What this task involves
Retype exactly the lines from the line with "For every instance of the grey" to the end of the data, keeping both boundary lines.

════

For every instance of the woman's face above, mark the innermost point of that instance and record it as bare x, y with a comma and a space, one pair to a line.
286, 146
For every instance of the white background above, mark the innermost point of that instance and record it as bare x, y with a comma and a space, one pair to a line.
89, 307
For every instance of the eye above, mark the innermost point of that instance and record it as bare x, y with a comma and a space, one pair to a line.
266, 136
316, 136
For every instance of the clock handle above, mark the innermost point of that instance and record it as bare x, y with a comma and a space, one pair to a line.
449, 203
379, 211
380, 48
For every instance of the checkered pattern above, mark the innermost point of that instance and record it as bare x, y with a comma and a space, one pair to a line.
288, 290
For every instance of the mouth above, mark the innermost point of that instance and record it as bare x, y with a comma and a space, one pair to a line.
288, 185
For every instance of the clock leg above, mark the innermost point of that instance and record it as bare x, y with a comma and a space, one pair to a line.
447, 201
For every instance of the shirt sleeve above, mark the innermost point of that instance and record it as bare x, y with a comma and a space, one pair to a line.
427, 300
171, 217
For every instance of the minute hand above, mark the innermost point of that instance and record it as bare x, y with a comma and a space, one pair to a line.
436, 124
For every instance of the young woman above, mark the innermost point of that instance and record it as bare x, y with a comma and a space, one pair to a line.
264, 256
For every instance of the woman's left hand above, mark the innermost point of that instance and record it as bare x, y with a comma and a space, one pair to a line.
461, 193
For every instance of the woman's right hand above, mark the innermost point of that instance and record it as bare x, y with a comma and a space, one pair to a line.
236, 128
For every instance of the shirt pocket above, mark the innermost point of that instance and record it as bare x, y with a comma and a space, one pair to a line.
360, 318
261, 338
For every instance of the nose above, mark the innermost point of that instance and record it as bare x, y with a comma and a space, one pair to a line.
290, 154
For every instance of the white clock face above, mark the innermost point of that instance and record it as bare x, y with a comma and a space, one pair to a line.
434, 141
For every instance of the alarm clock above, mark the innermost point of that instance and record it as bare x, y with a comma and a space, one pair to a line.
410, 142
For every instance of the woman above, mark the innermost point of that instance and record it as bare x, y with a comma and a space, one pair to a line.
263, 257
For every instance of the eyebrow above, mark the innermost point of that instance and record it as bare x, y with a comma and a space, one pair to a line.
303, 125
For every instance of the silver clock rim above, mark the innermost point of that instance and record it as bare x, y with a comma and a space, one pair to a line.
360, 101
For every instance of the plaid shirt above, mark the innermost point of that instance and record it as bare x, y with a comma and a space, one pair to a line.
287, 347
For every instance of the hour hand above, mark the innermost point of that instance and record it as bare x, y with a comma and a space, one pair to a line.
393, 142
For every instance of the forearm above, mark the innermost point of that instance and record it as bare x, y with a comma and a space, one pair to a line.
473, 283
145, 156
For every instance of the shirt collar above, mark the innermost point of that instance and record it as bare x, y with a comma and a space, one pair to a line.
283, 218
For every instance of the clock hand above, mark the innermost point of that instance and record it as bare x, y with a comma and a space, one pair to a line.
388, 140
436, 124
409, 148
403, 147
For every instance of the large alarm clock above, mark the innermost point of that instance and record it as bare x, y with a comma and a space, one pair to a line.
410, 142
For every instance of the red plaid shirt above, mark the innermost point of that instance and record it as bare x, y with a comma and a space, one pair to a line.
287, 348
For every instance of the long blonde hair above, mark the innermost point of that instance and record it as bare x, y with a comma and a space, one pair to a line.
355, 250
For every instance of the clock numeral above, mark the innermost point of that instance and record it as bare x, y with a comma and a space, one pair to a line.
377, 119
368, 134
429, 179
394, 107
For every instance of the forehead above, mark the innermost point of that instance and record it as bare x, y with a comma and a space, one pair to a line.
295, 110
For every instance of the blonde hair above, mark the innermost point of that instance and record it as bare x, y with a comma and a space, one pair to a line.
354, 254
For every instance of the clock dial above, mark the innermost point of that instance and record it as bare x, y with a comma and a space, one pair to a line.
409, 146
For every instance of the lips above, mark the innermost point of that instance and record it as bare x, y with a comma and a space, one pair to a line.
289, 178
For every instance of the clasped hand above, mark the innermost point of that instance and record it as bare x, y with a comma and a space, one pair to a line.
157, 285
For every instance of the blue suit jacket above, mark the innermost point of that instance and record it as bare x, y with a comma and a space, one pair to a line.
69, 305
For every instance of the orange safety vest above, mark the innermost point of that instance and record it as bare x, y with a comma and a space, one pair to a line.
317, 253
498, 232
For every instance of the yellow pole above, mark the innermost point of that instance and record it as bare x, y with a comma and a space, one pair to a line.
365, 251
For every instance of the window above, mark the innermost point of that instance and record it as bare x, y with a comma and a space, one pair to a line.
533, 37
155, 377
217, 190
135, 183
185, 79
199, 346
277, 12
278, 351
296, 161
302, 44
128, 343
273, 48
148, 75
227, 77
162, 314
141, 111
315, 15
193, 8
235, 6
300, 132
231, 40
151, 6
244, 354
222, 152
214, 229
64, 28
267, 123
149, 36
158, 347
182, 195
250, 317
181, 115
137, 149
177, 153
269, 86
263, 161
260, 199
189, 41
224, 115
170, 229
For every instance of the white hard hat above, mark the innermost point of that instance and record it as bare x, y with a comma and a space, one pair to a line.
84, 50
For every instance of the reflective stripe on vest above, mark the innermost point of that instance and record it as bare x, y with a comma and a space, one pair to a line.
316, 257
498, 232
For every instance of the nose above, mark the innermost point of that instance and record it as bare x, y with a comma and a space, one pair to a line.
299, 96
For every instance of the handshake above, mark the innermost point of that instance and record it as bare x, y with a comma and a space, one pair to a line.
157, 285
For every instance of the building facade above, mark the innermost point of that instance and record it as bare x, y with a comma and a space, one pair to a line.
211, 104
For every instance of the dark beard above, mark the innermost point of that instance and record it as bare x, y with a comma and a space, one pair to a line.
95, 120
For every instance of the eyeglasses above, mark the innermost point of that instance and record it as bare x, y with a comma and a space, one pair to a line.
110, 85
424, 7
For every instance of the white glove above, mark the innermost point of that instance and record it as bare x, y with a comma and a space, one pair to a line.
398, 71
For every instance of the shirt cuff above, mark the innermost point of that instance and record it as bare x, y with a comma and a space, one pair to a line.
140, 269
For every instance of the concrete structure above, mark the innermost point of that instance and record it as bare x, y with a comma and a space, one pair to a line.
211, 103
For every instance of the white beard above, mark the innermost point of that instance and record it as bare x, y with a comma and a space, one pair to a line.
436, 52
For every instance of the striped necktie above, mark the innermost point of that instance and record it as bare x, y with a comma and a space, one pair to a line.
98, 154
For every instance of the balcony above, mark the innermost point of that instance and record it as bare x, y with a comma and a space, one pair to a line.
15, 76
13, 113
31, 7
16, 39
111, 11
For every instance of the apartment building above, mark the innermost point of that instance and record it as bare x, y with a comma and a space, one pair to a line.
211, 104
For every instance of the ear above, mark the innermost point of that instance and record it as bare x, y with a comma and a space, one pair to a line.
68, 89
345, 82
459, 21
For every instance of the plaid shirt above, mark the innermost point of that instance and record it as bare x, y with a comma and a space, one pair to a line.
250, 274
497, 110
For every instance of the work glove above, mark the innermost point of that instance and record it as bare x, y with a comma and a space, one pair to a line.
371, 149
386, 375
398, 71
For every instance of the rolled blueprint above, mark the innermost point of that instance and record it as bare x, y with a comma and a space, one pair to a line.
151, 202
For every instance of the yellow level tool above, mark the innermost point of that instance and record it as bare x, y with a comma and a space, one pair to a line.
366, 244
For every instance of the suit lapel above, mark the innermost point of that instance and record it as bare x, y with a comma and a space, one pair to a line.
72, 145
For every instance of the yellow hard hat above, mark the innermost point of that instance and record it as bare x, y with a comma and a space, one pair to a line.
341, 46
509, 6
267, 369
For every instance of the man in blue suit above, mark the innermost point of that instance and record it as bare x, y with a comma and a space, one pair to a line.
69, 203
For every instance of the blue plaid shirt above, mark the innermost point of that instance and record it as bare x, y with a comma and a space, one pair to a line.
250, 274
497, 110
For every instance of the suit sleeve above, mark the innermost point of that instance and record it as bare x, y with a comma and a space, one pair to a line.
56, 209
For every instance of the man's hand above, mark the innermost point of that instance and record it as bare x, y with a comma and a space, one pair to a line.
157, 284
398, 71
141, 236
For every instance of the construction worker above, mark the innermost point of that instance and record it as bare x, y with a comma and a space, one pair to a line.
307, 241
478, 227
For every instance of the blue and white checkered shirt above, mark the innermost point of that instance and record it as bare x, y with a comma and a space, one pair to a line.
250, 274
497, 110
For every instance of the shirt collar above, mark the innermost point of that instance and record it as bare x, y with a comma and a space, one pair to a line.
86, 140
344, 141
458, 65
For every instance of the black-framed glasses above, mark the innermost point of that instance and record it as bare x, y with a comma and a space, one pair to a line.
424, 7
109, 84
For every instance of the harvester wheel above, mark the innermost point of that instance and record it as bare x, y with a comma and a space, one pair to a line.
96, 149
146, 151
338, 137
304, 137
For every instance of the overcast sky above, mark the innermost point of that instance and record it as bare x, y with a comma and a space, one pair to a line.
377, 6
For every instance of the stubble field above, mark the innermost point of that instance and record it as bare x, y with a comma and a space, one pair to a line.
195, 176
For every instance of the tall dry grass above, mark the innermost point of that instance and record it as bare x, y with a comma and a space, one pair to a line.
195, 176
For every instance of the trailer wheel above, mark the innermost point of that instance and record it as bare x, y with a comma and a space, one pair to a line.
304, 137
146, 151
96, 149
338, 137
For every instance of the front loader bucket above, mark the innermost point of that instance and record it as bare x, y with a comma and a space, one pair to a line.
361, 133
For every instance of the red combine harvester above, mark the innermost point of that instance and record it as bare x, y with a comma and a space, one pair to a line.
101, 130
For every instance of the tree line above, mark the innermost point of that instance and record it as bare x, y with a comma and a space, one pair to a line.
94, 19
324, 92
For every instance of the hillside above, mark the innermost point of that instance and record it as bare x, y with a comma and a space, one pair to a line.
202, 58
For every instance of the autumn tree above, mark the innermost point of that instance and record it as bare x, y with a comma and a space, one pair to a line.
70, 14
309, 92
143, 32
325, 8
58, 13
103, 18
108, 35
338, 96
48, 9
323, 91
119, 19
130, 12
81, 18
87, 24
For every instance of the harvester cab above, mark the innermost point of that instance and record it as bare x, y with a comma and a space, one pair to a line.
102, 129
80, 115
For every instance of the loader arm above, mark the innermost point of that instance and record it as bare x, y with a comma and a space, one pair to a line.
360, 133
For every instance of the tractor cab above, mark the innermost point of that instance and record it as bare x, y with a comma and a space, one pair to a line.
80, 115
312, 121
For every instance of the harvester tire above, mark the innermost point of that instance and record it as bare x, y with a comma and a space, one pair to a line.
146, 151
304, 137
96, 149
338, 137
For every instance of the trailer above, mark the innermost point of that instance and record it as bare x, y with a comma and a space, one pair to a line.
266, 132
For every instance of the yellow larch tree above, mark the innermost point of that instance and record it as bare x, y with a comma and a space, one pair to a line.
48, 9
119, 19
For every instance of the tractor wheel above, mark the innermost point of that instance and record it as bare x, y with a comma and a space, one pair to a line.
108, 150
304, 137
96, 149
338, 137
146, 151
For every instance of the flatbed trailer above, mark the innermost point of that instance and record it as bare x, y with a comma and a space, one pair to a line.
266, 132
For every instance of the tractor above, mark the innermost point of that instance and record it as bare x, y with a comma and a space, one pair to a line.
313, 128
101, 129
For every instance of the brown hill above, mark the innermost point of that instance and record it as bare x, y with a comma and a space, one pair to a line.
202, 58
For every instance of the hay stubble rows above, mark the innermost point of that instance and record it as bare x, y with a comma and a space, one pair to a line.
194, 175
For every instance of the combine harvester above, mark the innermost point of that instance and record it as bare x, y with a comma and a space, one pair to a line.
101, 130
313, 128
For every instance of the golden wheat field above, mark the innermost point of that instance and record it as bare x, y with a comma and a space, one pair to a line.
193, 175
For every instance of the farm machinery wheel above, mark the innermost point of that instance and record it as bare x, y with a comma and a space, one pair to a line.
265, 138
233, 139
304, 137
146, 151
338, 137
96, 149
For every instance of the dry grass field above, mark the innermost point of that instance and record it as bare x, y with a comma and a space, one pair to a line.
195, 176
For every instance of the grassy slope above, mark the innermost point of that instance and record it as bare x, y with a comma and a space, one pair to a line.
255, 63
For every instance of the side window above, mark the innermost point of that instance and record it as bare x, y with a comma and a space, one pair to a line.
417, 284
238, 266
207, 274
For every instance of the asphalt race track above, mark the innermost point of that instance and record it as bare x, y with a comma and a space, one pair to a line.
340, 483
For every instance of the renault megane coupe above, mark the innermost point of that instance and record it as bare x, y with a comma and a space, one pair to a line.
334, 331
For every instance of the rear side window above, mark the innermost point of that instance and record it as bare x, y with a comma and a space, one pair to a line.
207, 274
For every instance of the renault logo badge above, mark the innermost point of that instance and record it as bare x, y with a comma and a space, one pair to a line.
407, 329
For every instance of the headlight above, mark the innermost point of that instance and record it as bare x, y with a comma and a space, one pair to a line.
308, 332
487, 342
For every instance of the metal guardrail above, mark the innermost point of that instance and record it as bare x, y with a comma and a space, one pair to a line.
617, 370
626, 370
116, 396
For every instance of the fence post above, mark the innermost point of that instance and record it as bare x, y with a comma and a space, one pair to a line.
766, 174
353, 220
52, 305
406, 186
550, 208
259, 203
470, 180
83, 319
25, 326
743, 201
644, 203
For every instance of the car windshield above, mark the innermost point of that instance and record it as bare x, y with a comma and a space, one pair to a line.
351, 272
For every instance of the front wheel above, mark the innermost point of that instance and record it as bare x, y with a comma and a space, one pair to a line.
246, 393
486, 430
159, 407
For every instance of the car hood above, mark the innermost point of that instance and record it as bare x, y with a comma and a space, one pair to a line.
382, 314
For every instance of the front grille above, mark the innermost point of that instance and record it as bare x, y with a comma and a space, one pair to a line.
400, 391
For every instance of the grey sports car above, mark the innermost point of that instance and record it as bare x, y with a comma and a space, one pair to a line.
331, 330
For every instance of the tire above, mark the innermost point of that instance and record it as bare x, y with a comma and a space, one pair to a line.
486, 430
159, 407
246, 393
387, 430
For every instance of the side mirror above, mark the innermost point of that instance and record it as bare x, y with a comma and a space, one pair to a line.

════

Reply
For every instance of the grey sports car above, mark the innermost point of that instance and record it as bare x, y with a comma and a space, one pair to a line.
331, 330
For every instance of the tire above, mark the innermost point of that instance and record it as bare x, y with a comma and a space, one pair to a line.
486, 430
159, 407
246, 393
387, 430
For every instance of the side mirror above, mark the innermost point of that instance and record it as bare x, y with a comma and a space, one pair to a line.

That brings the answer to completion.